Image-grounded pointing data:
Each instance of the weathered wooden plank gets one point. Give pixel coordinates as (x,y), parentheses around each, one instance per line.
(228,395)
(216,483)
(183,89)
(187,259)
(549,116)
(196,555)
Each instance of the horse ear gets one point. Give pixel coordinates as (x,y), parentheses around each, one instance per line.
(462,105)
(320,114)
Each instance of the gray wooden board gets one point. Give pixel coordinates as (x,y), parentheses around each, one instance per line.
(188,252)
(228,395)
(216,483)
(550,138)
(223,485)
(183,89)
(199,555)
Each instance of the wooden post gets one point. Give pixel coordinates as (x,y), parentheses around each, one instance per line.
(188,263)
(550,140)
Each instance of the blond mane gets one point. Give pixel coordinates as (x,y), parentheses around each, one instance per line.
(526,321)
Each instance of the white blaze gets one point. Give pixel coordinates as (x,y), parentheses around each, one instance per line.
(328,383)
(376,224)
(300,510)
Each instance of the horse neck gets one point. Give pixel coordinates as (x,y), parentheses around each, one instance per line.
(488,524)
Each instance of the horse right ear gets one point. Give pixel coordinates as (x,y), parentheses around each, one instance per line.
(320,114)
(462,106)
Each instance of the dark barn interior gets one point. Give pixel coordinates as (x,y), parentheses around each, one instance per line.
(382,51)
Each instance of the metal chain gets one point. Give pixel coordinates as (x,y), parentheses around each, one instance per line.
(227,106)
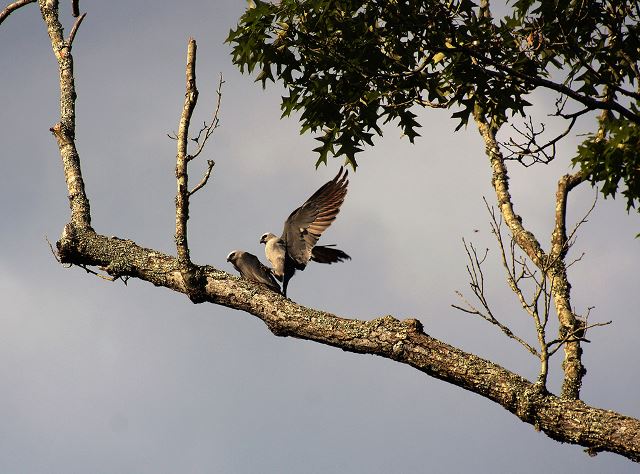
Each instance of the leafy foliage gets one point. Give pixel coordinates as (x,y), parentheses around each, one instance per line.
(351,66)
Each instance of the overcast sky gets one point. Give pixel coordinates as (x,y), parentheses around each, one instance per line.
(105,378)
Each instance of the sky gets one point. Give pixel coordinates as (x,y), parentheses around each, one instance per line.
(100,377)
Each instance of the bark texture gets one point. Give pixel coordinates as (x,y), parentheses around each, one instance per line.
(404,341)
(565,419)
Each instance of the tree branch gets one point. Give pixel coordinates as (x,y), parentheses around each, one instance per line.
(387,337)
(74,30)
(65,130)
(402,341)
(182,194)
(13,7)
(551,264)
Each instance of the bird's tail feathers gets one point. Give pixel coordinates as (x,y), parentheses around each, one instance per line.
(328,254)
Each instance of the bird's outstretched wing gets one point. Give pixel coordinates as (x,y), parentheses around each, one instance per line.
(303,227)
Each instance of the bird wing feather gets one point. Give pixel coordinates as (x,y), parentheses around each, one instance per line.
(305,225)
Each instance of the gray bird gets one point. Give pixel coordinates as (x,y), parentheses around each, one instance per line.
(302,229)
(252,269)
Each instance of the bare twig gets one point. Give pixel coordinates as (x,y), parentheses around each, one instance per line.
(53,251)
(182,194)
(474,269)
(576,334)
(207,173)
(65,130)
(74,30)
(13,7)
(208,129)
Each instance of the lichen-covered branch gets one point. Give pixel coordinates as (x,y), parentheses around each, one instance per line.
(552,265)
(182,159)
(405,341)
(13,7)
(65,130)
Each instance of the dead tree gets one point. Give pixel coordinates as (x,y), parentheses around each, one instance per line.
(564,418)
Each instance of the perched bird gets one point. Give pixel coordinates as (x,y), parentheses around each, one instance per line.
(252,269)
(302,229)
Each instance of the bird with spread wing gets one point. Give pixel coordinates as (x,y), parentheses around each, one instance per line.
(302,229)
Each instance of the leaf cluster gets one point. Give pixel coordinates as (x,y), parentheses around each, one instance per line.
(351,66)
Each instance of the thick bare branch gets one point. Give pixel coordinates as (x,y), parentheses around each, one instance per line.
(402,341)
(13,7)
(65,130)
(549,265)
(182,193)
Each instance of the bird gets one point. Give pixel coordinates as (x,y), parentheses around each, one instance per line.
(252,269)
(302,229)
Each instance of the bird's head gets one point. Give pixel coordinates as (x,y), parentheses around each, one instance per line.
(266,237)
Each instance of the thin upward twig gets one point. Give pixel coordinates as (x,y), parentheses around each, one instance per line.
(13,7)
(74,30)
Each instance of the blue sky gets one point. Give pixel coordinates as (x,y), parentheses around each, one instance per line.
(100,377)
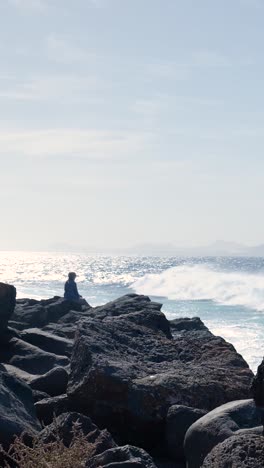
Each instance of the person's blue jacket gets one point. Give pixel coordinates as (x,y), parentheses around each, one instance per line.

## WORK REQUEST
Pictures stay out; reproduce exactly the lines from the one containing "Each instance of the perched" through the end of the data.

## ANSWER SPACE
Each instance of the perched bird gets one point. Give pixel coordinates as (x,y), parentheses around each, one instance per line.
(252,269)
(302,229)
Each instance of the bird with spread wing gets one point. Give pixel coordinates as (x,y), parentheses around each, one instance per line.
(302,229)
Each instance of the leaf cluster gets one point. Give pixel coordinates as (x,y), parentheses around each, one instance per line.
(351,66)
Each instance of the thick bare branch gets one point. Give pixel coordinates as (x,y), parentheses around each, one instance per line.
(402,341)
(13,7)
(65,130)
(549,265)
(182,193)
Each instance of the bird gets one point. Give pixel coordinates as (x,y), parentheses around each, one instance per line.
(252,269)
(302,229)
Each instance of the bird's head gets one point. Give pixel coordinates as (x,y), parentheses around each, one instance per line.
(266,237)
Each instance of the thin upward twig gets one point. Give pixel coordinates as (x,y), parentheses around each, one instance per line.
(13,7)
(74,30)
Each instance of the blue sky gets one point. Give pixel coordinates as (x,y), parentheses around each, one instance per line.
(100,377)
Each instance of the person's blue jacket gets one point. Give pixel coordinates as (x,y), parentheses around each, one instance per line.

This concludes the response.